▶ [EXCERPT TO READ]:
******************************
Debnam approached revenue with a children-first approach: She proposed illustrated ads. Early Mini Pages included characters representing certain businesses: Frankie and Frances Furter sold hotdogs to represent Jesse Jones Hotdogs, Mickey and Minnie Mouse sold pianos to represent Maus Piano. Her idea proved innovative. “No one had ever seen these types of drawings,” Debnam says. And it worked. Debnam’s ads were so successful that by 1977, the Mini Page no longer needed advertiser support, and that’s when Universal Press Syndicate picked it up.

Meanwhile, today Debnam and Jones remain close friends. “I owe Dave Jones so much because he was my first mentor and gave me my first opportunity. He continues to be a great, great friend.”

Betty Debnam Hunt looks over several Mini Pages in her studio in Raleigh.

Turning the page

Debnam says she met many of her close friends through the Mini Pages. She even met her late husband, Col. Richard Hunt, when he was passing through Raleigh. Hunt had spent years as a reporter at the News & Observer, and on a return visit the two met. By 1978, Debnam moved to Washington, D.C. with Hunt, where he served as a military advisor to former Vice President Hubert Humphrey. 

Through the years, living in both Washington, D.C. and Raleigh, she has received all sorts of fan mail and letters of gratitude from those she has touched through the Mini Pages. She considers their authors close friends, too. Among them, Don Graham, former publisher of The Washington Post wrote: “Dear Betty: Thank you, thank you. The color Mini Page is the only aspect of the ‘new’ comics no one criticizes.”

A young Raleigh admirer wrote: “Dear Candy Can Do (the character representing First Citizens Bank): I like the Mini Page very much. My mother says that getting up early on Sunday morning to read the Mini Page helps me to get to church on time. If there were a mini paper every day, maybe I could get up early on school days, too. Please send me seven Peter Max covers for my books.”
******************************
▶ [ENTRIES PROVIDED]:
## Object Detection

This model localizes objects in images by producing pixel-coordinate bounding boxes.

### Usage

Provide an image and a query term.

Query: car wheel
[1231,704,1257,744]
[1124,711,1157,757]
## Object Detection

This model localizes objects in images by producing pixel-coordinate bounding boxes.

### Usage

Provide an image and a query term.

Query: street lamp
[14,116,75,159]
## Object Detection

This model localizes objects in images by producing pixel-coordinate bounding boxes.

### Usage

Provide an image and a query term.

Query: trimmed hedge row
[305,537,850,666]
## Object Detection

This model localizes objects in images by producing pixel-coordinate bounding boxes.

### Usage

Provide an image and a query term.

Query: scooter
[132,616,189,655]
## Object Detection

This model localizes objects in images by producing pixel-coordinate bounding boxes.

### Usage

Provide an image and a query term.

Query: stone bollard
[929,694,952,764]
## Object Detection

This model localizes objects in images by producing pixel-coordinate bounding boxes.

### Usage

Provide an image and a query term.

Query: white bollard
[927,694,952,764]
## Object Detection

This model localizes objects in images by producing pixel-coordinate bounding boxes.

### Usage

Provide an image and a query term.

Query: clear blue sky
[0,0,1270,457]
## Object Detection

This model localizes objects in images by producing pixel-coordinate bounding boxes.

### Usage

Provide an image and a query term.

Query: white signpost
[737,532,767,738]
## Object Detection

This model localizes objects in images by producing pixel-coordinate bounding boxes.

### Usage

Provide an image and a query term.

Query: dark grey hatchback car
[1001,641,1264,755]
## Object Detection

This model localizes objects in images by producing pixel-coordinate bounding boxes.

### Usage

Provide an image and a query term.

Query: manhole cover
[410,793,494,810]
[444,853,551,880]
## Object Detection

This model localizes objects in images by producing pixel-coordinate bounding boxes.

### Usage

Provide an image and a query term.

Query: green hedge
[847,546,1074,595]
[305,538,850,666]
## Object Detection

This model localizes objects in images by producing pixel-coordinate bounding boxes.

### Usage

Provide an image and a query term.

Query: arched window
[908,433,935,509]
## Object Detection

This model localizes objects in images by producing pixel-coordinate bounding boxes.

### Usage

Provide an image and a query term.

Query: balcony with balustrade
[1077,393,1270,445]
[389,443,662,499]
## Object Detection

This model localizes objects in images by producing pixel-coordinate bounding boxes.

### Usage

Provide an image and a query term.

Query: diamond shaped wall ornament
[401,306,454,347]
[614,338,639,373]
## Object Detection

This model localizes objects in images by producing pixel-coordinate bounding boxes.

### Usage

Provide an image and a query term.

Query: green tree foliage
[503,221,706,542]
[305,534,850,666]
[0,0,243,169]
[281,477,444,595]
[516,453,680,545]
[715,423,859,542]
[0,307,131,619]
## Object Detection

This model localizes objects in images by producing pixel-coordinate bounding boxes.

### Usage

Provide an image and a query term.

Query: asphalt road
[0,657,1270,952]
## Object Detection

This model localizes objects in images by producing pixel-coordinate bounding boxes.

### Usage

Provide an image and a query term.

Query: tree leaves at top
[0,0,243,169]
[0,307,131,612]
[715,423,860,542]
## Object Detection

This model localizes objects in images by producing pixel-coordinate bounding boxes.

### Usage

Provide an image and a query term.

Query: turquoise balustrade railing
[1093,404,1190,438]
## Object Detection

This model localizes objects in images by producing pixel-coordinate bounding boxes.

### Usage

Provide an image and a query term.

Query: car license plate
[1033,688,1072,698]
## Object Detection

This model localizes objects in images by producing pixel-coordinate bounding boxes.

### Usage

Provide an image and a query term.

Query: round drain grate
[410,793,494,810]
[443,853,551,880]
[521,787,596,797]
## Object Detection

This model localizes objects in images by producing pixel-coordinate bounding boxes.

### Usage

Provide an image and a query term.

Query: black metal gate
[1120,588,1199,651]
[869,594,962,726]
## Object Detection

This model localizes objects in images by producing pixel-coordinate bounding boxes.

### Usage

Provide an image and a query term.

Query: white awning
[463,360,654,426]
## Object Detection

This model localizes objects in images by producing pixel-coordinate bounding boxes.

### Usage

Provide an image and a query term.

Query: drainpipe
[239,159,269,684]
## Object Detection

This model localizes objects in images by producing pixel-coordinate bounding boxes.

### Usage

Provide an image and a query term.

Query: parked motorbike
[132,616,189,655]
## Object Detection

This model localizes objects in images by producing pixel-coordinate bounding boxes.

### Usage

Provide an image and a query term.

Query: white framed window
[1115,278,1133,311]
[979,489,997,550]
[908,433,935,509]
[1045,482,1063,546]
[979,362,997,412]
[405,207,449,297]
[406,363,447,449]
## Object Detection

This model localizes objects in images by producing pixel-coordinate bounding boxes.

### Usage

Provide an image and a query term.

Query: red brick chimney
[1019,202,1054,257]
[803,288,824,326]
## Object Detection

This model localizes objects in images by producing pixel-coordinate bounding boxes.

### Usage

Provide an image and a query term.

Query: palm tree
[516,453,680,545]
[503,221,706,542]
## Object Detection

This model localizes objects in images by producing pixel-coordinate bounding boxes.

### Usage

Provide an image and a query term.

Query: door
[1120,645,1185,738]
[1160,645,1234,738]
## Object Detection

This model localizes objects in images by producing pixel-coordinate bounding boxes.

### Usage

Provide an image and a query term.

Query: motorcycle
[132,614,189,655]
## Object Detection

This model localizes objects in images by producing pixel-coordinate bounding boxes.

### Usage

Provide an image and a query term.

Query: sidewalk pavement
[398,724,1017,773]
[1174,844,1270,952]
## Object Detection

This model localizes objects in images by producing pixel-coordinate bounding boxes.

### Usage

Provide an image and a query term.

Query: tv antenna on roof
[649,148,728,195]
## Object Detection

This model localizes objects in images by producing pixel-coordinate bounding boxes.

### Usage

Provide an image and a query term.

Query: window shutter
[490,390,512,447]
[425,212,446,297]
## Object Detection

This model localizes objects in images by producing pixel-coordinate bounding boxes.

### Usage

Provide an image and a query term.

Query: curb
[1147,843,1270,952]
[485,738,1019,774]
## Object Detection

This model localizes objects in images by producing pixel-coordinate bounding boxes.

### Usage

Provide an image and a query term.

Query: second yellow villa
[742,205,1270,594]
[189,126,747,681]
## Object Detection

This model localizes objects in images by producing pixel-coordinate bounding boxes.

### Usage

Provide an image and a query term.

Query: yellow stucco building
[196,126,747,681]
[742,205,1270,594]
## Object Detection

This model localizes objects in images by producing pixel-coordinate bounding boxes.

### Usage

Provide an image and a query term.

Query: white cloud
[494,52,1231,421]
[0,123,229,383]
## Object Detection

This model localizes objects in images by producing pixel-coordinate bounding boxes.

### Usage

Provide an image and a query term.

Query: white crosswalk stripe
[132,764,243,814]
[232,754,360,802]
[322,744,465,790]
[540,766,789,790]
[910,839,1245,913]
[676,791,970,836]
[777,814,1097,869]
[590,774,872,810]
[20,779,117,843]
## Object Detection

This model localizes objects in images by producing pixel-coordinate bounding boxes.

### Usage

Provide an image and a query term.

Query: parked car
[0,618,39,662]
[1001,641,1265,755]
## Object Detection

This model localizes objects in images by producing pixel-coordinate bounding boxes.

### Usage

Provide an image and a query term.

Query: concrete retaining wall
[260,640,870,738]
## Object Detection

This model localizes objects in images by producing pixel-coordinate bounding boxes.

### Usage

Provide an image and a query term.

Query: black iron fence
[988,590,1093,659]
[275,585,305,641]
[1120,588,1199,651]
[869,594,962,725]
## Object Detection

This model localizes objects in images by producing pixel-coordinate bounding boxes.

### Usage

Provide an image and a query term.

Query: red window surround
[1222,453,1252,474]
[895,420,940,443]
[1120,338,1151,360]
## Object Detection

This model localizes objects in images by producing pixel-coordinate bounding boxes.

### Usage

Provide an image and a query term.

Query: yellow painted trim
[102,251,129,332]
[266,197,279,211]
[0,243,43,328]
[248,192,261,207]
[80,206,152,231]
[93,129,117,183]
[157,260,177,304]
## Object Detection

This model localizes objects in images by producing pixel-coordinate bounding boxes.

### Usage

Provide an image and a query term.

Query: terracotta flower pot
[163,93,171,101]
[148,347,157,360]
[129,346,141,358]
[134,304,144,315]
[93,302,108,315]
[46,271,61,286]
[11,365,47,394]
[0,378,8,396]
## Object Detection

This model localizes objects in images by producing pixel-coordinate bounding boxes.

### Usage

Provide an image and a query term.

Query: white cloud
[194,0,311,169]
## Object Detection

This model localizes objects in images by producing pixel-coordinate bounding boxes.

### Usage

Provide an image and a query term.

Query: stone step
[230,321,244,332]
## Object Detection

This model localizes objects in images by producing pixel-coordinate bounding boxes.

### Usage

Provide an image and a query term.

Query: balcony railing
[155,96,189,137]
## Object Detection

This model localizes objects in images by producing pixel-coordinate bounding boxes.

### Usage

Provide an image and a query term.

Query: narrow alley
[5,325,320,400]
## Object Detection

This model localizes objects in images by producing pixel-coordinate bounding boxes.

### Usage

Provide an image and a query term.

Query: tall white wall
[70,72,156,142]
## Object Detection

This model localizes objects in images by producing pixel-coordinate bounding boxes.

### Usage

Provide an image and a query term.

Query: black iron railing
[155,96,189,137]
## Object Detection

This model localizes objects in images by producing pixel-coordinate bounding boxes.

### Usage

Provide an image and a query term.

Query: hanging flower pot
******************************
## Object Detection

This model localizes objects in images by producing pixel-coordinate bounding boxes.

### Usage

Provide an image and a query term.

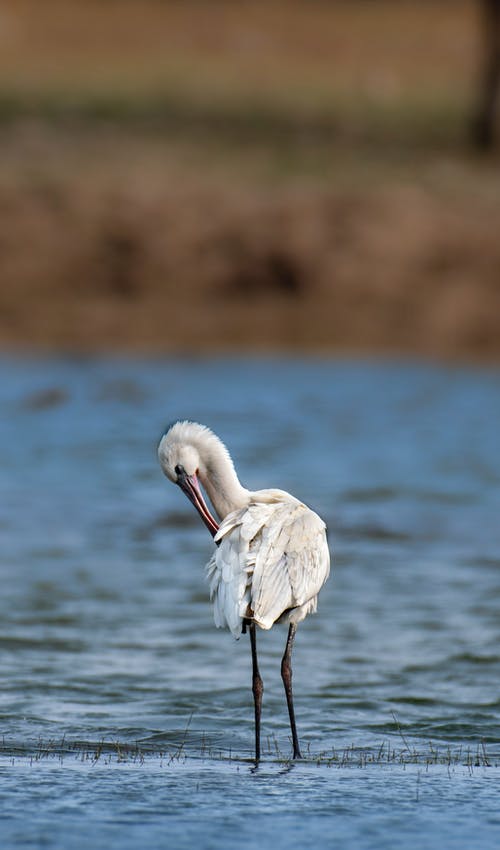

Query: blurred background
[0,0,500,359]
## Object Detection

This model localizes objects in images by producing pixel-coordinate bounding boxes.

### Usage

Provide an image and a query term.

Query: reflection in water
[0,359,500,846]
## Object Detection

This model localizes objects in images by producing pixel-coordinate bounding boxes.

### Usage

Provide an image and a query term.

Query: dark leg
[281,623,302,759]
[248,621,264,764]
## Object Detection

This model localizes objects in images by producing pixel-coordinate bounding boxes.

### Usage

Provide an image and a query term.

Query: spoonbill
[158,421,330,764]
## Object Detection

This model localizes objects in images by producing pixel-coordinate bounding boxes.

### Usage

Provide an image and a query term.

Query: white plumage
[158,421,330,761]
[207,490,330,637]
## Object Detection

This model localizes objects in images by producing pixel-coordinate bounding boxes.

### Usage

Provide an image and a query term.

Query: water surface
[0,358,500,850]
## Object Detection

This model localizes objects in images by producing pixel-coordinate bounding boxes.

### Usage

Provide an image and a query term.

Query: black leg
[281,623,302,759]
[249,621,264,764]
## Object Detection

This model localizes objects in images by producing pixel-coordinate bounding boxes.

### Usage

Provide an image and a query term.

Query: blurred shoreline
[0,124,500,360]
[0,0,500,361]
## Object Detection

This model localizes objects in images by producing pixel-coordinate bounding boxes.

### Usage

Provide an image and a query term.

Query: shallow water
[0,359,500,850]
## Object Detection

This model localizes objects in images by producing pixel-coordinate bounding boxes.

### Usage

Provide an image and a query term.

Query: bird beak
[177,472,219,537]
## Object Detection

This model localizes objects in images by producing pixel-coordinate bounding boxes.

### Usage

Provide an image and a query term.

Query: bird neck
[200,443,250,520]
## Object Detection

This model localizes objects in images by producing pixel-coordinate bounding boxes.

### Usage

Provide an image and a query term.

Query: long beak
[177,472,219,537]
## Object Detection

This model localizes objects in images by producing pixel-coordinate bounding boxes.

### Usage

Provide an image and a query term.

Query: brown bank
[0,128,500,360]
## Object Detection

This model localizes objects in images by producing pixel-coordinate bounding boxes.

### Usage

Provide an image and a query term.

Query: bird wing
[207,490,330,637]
******************************
▶ [GOAL 1]:
Do these statements agree with the Mini Page excerpt? Answer yes or no for each, quoting the deciding words.
(a) By 1977 the Mini Page no longer relied on advertisers.
(b) Debnam met Richard Hunt while he was working as a reporter at the News & Observer.
(c) Mickey and Minnie Mouse represented a hotdog business.
▶ [GOAL 2]:
Using the Mini Page excerpt, answer each question briefly.
(a) Which business did the character Candy Can Do represent?
(b) Whom did Hunt serve as a military advisor in Washington, D.C.?
(c) Which syndicate picked up the Mini Page?
▶ [GOAL 3]: Proceed with the Mini Page excerpt, starting after its final sentence.

▶ [ANSWER 1]:
(a) Yes: "by 1977, the Mini Page no longer needed advertiser support"
(b) No: "Hunt had spent years as a reporter at the News & Observer, and on a return visit the two met"
(c) No: "Mickey and Minnie Mouse sold pianos to represent Maus Piano"

▶ [ANSWER 2]:
(a) First Citizens Bank
(b) Former Vice President Hubert Humphrey
(c) Universal Press Syndicate

▶ [ANSWER 3]:
For about a decade, Debnam was the sole writer and editor of the Mini Pages. She eventually added a few other staff members, though never more than a handful. Running a newsroom, albeit an intimate one, came naturally to her, she says, because she comes from a long line of journalists. Debnam’s grandfather started the Greene County Standard Laconic in Snow Hill, North Carolina; her grandmother ran the paper; and her father later became a reporter there, as well as an editor and a television commentator. She also remained a teacher at heart, and letters like the one above to Candy Can Do bolstered her.  “Trust me I loved it. There is no way I could have kept going for 37 years if I had not loved it.”

When Col. Hunt passed in 2007, Debnam sold the Mini Pages to Universal Press and returned to Raleigh. She donated all of the archives from 1969 – 2007 to the Southern Historical Collection at UNC-Chapel Hill, where they are free and downloadable online. She still reads the current Mini Pages. “I think they are doing a good job with it.”

The institution she founded remains invaluable in the classroom. Lacy Elementary School second-grade teacher Joy Ingallinera says she has taught the page for years. “I use the Mini Pages in my second-grade classroom to create a scavenger hunt questionnaire, in order to strengthen reading and comprehension skills. The students also love reading about what other students at various schools are doing.”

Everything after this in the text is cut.